## Vorgegebenes Ziel
Gib sämtliche folgenden Einträge Zeile für Zeile unverändert wieder, aber ohne die Bilder.

## Gegebene Einträge

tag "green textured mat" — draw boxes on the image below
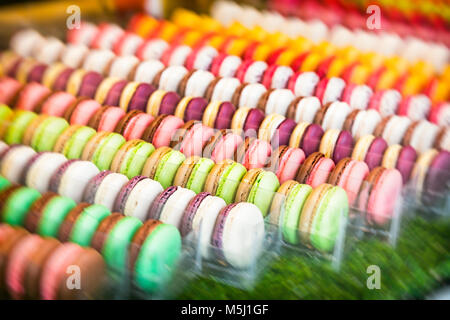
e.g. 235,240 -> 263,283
178,218 -> 450,299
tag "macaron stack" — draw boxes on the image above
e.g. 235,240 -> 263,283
0,224 -> 107,300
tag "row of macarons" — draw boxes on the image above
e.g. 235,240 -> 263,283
9,26 -> 447,119
0,69 -> 450,158
0,106 -> 420,199
0,224 -> 106,300
108,12 -> 450,101
212,1 -> 449,70
0,46 -> 450,129
0,145 -> 344,260
0,177 -> 181,298
0,87 -> 450,183
77,10 -> 445,86
0,103 -> 449,201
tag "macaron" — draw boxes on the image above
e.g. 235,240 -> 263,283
63,98 -> 101,126
39,242 -> 106,300
234,168 -> 280,216
114,176 -> 164,221
231,83 -> 267,111
114,110 -> 154,140
170,120 -> 214,157
91,212 -> 142,279
24,151 -> 67,193
202,100 -> 236,130
141,114 -> 184,148
40,91 -> 76,117
0,185 -> 41,226
211,202 -> 264,269
266,146 -> 305,184
0,145 -> 36,184
204,160 -> 247,204
95,77 -> 128,106
205,77 -> 241,102
233,137 -> 272,170
83,170 -> 128,211
148,186 -> 195,229
327,158 -> 369,206
146,90 -> 180,117
256,89 -> 295,116
231,107 -> 265,138
24,192 -> 76,238
119,82 -> 156,111
62,202 -> 111,247
381,144 -> 417,184
87,106 -> 125,132
319,129 -> 353,163
352,135 -> 388,170
289,122 -> 324,157
53,125 -> 96,159
298,183 -> 348,252
202,129 -> 242,162
286,97 -> 322,123
357,167 -> 403,226
173,156 -> 215,193
269,180 -> 312,245
287,71 -> 320,97
128,220 -> 181,293
110,139 -> 155,179
142,147 -> 186,188
258,114 -> 297,148
180,192 -> 227,259
49,160 -> 99,202
296,152 -> 335,188
28,116 -> 69,152
174,96 -> 208,122
81,132 -> 125,170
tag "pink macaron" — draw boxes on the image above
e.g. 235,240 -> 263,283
267,146 -> 305,184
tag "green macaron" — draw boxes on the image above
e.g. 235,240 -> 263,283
204,160 -> 247,204
134,224 -> 181,292
31,117 -> 69,152
111,139 -> 155,179
3,110 -> 37,144
53,125 -> 96,159
235,168 -> 280,216
0,185 -> 41,226
102,216 -> 142,275
69,204 -> 111,247
281,183 -> 312,244
299,184 -> 349,252
36,195 -> 76,238
81,132 -> 125,170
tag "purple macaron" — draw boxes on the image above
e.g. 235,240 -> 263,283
364,137 -> 388,170
395,146 -> 417,184
52,68 -> 74,91
127,83 -> 156,112
83,170 -> 112,203
103,80 -> 128,107
114,176 -> 148,212
158,91 -> 180,115
183,97 -> 208,122
147,186 -> 178,220
271,119 -> 297,148
214,101 -> 236,130
332,131 -> 353,163
78,71 -> 103,99
422,151 -> 450,204
180,192 -> 211,237
243,108 -> 266,137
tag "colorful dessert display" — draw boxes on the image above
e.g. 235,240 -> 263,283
0,0 -> 450,300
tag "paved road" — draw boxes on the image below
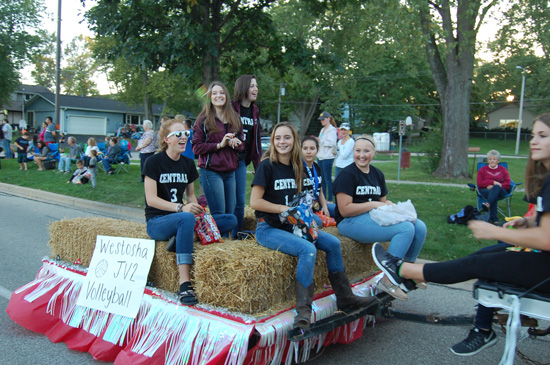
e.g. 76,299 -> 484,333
0,184 -> 550,365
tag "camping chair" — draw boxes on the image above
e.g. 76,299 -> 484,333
111,150 -> 130,175
468,162 -> 523,217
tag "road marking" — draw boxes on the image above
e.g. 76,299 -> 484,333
0,286 -> 13,300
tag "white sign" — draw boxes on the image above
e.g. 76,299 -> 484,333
77,236 -> 155,318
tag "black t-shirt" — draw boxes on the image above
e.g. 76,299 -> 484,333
332,163 -> 388,223
239,104 -> 254,160
252,159 -> 297,231
143,151 -> 199,220
15,137 -> 31,153
302,162 -> 323,201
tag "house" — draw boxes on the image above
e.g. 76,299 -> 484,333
0,85 -> 51,126
25,93 -> 193,135
487,102 -> 541,129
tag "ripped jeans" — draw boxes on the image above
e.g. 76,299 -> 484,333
256,222 -> 344,288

## Lösung der Übung
tag "green textured mat" — draw boxes on the image below
e.g. 235,240 -> 263,283
178,218 -> 450,299
tag "macaron stack" — draw boxes on the image above
e.g. 235,240 -> 263,283
0,224 -> 107,300
tag "row of macarons" — draw boxes on the image above
e.g. 235,240 -> 263,283
9,26 -> 447,119
0,69 -> 450,158
0,106 -> 420,199
0,224 -> 106,300
108,12 -> 450,101
212,1 -> 449,70
0,46 -> 450,129
0,145 -> 344,260
0,177 -> 181,298
0,87 -> 450,183
77,10 -> 445,86
0,103 -> 449,201
tag "macaron" — draw boxes on the image above
e.g. 235,240 -> 263,283
63,98 -> 101,126
39,242 -> 106,300
234,168 -> 280,216
114,176 -> 164,221
231,83 -> 267,111
114,110 -> 154,140
170,120 -> 214,157
91,212 -> 142,279
24,151 -> 67,193
202,100 -> 236,130
141,114 -> 184,148
40,91 -> 76,117
0,185 -> 41,226
211,202 -> 264,269
266,146 -> 305,184
0,145 -> 36,184
204,160 -> 247,204
95,77 -> 128,106
205,77 -> 241,102
233,137 -> 272,170
83,170 -> 128,211
148,186 -> 195,229
327,158 -> 369,206
146,90 -> 180,117
256,89 -> 295,116
231,107 -> 265,138
24,192 -> 76,238
119,82 -> 156,111
62,202 -> 111,247
381,144 -> 417,184
87,106 -> 125,132
319,129 -> 353,163
352,135 -> 388,170
289,122 -> 324,157
53,125 -> 96,159
298,183 -> 348,252
202,129 -> 242,162
286,97 -> 322,123
357,167 -> 403,226
173,156 -> 215,193
269,180 -> 312,245
287,71 -> 320,97
128,220 -> 181,293
110,139 -> 155,179
142,147 -> 186,188
258,114 -> 297,148
180,192 -> 227,259
49,160 -> 99,202
296,152 -> 335,188
28,116 -> 69,152
174,96 -> 208,122
81,132 -> 125,170
tag "pink macaron" — draw boxes on the image above
e.g. 235,240 -> 263,283
267,146 -> 305,184
tag "green macaron" — draw boxes on the image above
e.g. 235,240 -> 263,283
204,160 -> 247,204
134,224 -> 181,292
31,117 -> 69,152
111,139 -> 155,179
3,110 -> 37,144
53,125 -> 96,159
235,168 -> 280,216
0,185 -> 41,226
102,216 -> 142,275
69,204 -> 111,247
281,183 -> 312,244
299,184 -> 349,252
36,195 -> 76,238
81,132 -> 125,170
tag "purple macaron" — draw boxes on the image above
e.g. 235,240 -> 263,283
364,137 -> 388,170
395,146 -> 417,184
52,68 -> 74,91
127,83 -> 156,112
83,170 -> 112,203
103,80 -> 128,107
114,176 -> 148,212
158,91 -> 180,115
183,97 -> 208,122
147,186 -> 178,220
271,119 -> 297,148
214,101 -> 236,130
332,131 -> 353,163
78,71 -> 103,99
422,151 -> 450,204
180,192 -> 211,237
243,108 -> 266,137
tag "colorful dessert display" — draw boxes on the image above
e.g. 235,240 -> 263,283
0,0 -> 450,300
tag "paved road" — draw boxes on the image below
e.g. 76,299 -> 484,333
0,184 -> 550,365
tag "camping chair" — draw boxes on the image above
e.g. 76,299 -> 484,333
111,150 -> 130,175
468,162 -> 523,217
tag "road marking" — draw boxes on the image above
e.g. 76,299 -> 484,333
0,286 -> 13,300
tag "white sign" — draw boxes on the image above
e.g. 76,299 -> 484,333
77,236 -> 155,318
tag "black t-shirt" — draw boxes on the image above
e.g. 76,299 -> 484,333
332,163 -> 388,223
239,104 -> 254,160
252,159 -> 297,231
143,151 -> 199,220
15,137 -> 31,153
302,162 -> 323,201
tag "house" — draw boxes on the image above
e.g. 76,299 -> 484,333
0,85 -> 51,126
25,93 -> 193,135
487,102 -> 541,129
tag "ripped jeans" — draw boxes on the image above
e.g. 76,299 -> 484,333
256,222 -> 344,288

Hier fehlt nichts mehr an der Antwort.